### Your objective:
Put the records below into a two-column CSV with the headers "text" and "answer", one row per record. Quote each field, and replace every line break inside a field with a space.

### Listing:
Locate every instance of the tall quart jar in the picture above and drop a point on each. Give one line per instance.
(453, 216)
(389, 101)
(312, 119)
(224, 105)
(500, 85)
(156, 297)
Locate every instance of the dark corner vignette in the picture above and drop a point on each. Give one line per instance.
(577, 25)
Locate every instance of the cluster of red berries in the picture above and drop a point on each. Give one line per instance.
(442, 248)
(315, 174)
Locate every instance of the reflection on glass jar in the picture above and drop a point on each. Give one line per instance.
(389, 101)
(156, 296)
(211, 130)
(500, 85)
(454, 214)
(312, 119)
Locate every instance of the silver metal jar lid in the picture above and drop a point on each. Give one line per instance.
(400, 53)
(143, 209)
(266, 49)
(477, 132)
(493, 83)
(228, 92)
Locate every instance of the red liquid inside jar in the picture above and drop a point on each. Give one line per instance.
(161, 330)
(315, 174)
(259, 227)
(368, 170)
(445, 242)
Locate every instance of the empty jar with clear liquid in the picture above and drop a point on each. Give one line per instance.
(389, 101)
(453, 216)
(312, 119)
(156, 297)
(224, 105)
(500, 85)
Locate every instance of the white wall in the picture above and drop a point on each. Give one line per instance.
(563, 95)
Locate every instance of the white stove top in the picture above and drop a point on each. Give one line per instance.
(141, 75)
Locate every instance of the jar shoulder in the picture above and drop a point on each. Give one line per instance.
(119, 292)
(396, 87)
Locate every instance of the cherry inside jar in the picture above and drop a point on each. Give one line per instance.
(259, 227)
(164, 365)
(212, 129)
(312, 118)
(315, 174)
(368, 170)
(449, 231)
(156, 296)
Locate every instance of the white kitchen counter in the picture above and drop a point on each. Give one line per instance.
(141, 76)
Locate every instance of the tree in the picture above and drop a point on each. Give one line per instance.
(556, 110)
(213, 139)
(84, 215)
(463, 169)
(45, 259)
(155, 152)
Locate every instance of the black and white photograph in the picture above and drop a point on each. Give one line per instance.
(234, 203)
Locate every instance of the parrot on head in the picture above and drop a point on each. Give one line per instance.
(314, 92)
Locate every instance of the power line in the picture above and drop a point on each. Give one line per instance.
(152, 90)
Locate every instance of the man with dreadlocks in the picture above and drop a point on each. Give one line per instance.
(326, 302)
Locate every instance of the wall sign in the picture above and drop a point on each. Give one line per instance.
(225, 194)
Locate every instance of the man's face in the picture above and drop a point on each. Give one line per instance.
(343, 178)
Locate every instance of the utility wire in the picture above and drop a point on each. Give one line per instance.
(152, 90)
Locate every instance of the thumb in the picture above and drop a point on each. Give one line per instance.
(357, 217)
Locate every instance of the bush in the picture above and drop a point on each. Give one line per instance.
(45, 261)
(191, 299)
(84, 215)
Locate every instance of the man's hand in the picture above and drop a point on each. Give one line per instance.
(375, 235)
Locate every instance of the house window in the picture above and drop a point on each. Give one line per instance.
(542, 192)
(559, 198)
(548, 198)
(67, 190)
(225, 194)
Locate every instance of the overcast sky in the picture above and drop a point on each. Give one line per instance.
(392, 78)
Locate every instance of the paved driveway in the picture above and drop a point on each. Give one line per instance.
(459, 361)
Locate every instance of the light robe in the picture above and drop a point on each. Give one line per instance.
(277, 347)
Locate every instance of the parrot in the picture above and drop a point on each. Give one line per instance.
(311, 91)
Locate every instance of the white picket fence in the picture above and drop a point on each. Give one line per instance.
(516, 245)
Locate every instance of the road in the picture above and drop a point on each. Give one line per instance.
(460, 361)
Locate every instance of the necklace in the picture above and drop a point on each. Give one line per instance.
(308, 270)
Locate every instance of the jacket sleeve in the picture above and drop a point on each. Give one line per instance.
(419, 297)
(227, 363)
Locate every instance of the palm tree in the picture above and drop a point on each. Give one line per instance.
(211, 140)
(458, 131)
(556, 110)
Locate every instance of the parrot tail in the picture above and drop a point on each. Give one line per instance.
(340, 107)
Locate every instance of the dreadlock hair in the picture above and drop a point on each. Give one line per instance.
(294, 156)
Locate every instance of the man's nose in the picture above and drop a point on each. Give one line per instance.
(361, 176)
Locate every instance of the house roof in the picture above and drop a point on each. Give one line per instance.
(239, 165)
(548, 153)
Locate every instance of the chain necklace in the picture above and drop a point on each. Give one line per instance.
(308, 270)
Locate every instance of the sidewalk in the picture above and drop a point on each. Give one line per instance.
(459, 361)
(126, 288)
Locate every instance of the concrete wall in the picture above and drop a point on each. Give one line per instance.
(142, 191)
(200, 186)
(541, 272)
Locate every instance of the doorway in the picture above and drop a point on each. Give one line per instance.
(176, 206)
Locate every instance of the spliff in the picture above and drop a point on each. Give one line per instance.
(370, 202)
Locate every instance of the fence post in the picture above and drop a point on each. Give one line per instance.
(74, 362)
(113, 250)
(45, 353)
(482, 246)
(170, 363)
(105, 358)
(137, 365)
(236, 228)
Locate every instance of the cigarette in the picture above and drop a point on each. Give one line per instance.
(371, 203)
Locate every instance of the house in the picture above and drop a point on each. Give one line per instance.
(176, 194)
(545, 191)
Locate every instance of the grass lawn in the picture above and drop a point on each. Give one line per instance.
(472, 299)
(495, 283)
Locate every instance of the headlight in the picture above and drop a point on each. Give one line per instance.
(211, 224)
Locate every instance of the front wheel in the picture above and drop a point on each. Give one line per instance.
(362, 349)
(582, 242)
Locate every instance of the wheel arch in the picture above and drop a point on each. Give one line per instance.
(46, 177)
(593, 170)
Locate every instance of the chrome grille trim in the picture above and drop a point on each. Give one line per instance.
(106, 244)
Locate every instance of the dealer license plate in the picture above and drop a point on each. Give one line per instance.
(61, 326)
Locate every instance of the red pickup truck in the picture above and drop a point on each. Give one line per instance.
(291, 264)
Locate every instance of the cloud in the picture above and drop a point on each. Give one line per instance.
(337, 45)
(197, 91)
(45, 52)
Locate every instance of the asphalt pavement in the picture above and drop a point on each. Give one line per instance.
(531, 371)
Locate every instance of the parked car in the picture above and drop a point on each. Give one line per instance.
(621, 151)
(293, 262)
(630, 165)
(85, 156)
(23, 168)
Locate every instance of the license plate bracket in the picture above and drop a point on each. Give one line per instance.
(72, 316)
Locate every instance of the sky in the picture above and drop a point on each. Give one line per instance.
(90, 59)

### Exercise response:
text,answer
"Locate every instance of the tall quart jar in the picture above and drop a point on each. Give one line per instance.","(453, 216) (389, 101) (312, 119) (224, 105) (500, 85) (156, 297)"
"Locate every instance of the dark corner vignette in the picture above and drop a point on each. Give one line per instance.","(577, 25)"
"Locate every instance of the cluster of red berries in the picture above and drop a point on each. Give one line per instance.","(442, 248) (315, 174)"
"Locate every instance of the reflection on glass jar in the picture above and drop a point on each. Give one line per instance.","(389, 101) (156, 296) (211, 130) (500, 85) (454, 214) (312, 119)"
"Locate every instance of the silver metal jar lid in the picture above and drop a point on each. Give one line per instance.","(400, 53) (143, 209) (266, 49) (477, 132) (493, 83) (228, 92)"
"Locate every instance of the red liquid inside jar in the picture above and drop a point on each. Give one line per instance.","(161, 330) (315, 174) (259, 227) (368, 170) (445, 242)"
"Locate every instance of the empty jar with clear liquid in the picture above and drop a point on each. Give one line per instance.","(389, 101) (453, 216) (312, 119) (156, 297) (224, 105) (500, 85)"
"Locate every instance of the white wall in the picture above and drop a point on each. Give one line per instance.","(563, 95)"
"Locate every instance of the white stove top in the picture above and drop a point on each. Give one line per instance.","(141, 75)"
"Locate every instance of the jar shoulder in the picture above and drop a point on each. Give one line per instance.","(119, 292) (396, 87)"
"Locate every instance of the cherry inside jar in the picture above and drop a point on each. Give one line per instance.","(259, 227) (164, 365) (212, 129) (312, 118) (315, 174) (368, 170) (449, 231) (156, 296)"
"Locate every instance of the white kitchen counter in the picture above and drop a point on each. Give one line per instance.","(141, 76)"
"Locate every instance of the tree in the picture above and drop a point on each. Give one line per instance.","(556, 110) (213, 139) (84, 215) (463, 169) (45, 259) (155, 152)"
"Locate every instance of the black and white photograph in the picture above and drop a point on each. Give one line per instance.","(234, 203)"
"Locate every instance of the parrot on head in the picture above and drop a point on each. Give one line per instance.","(314, 92)"
"Locate every instance of the power line in the picture above and drop a point on each. Give one line per instance.","(152, 90)"
"Locate every instance of the man with dreadlocks in the picture above and drop a point on each. Give one line per instance.","(326, 302)"
"Locate every instance of the wall sign in the picture above and drop a point on each. Give one line per instance.","(225, 194)"
"Locate every instance of the man's face in the picture above and drop a point on each. Give one line per instance.","(343, 178)"
"Locate every instance of the utility wire in the picture above and drop a point on each. Give one line per instance.","(152, 90)"
"Locate every instance of the thumb in the picture above and drop a point on each. Give one line per instance.","(357, 217)"
"Locate every instance of the bush in the picture above and drop a point on each. Give one line per instance.","(45, 261) (191, 299) (84, 215)"
"Locate every instance of the man's hand in the picture above and drop a point on each. Give one line per instance.","(375, 235)"
"Locate every instance of the house window in the picture above and drop a point on each. Give one line per instance.","(542, 192) (559, 198) (548, 198) (67, 190) (225, 194)"
"Locate every instance of the overcast sky in the picture above and drop a point on each. Give one line per instance.","(392, 78)"
"Locate every instance of the paved driveway in the picture above and drop a point on each. Give one line per instance.","(459, 361)"
"Locate every instance of the light robe in the picture above and drop a point on each. Give one line per instance.","(277, 347)"
"Locate every instance of the parrot in the picture above and drop a point on each. Give one line per instance.","(311, 91)"
"Locate every instance of the white picket fence in the picture above and drop a point on each. Give one line per instance.","(516, 245)"
"Locate every instance of the road in the picture above and drop a point on each. Give one line per instance.","(460, 361)"
"Locate every instance of the necklace in the picture above and drop a point on each. Give one line per instance.","(308, 270)"
"Locate every instance of the jacket sleeve in the picture above and drop a point on each. Give one line per instance.","(419, 297) (227, 363)"
"Locate every instance of the palm tree in the picture above and drop a point on each. Give one line per instance.","(211, 140) (458, 131) (556, 110)"
"Locate every instance of the parrot tail in the picture above and drop a point on each. Give one line per instance.","(340, 107)"
"Locate every instance of the dreadlock hair in the picture above and drop a point on each. Give one line per instance.","(294, 156)"
"Locate every instance of the man's nose in the picture above and drop a point on each. Give one line per instance.","(361, 176)"
"Locate every instance of the house roof in the picture above and drop a point on each. Give one line per instance.","(239, 165) (548, 153)"
"Locate every instance of the chain necklace in the picture above and drop a point on each. Give one line per instance.","(308, 270)"
"Locate every instance of the sidewalk in the picture above and drop a point on each. Give one line per instance.","(459, 361) (126, 288)"
"Locate every instance of the concrete wall in the picture above and drop a point on each. Give one line per instance.","(142, 191) (200, 186) (541, 272)"
"Locate every instance of the doorway in the picture above and drop a point on each. Give one line per instance.","(176, 206)"
"Locate every instance of the spliff in the picture above and drop a point on each. Give one line per instance.","(370, 202)"
"Locate every instance of the fence post in the picture above and drop a point on each. Give one line per instance.","(74, 362) (113, 250) (45, 353) (482, 246) (170, 363) (105, 358) (137, 365) (236, 228)"
"Locate every instance of the cigarette in the picture above and drop a point on each. Give one line per instance.","(371, 203)"
"Locate every instance of the house in the picture above and drop a point on each. Give one line per instance.","(176, 194) (545, 191)"
"Locate every instance of the grass lawn in the picture above and drop a point on each. Give one line per instance.","(472, 299) (495, 283)"
"Locate every instance of the headlight in the picture above and drop a point on each. Give one line per instance.","(211, 224)"
"Locate every instance of the front wheel in the picture above and drop a point on each. Give one line per instance.","(362, 349) (582, 242)"
"Locate every instance of the wheel arch in the picture above and drop a point on each. Give one line per instance.","(46, 177) (593, 170)"
"Locate every instance of the chrome grille trim in the picture above and drop a point on each. Give one line per instance.","(106, 244)"
"Locate every instance of the dealer license plate in the picture above and drop a point on each. Give one line per instance.","(61, 326)"
"Locate every instance of the red pickup truck in the picture above and drop a point on each. Give one line per instance.","(291, 264)"
"Locate every instance of the cloud in the picture above and drop a point on each. Give one line per instance.","(337, 45) (197, 91) (45, 52)"
"Locate every instance of the asphalt pavement in the picture above and drop a point on each. Give one line per instance.","(531, 371)"
"Locate every instance of the parked car in the picture above and drop a point on each. Give one line per instance.","(621, 151) (293, 262) (630, 165) (85, 156) (23, 168)"
"Locate every instance of the license plate bracket in the picture above and drop a point on each. Give one line per instance.","(72, 316)"
"Locate every instance of the sky in the picture above and drop a point on each. Give one line per instance.","(90, 59)"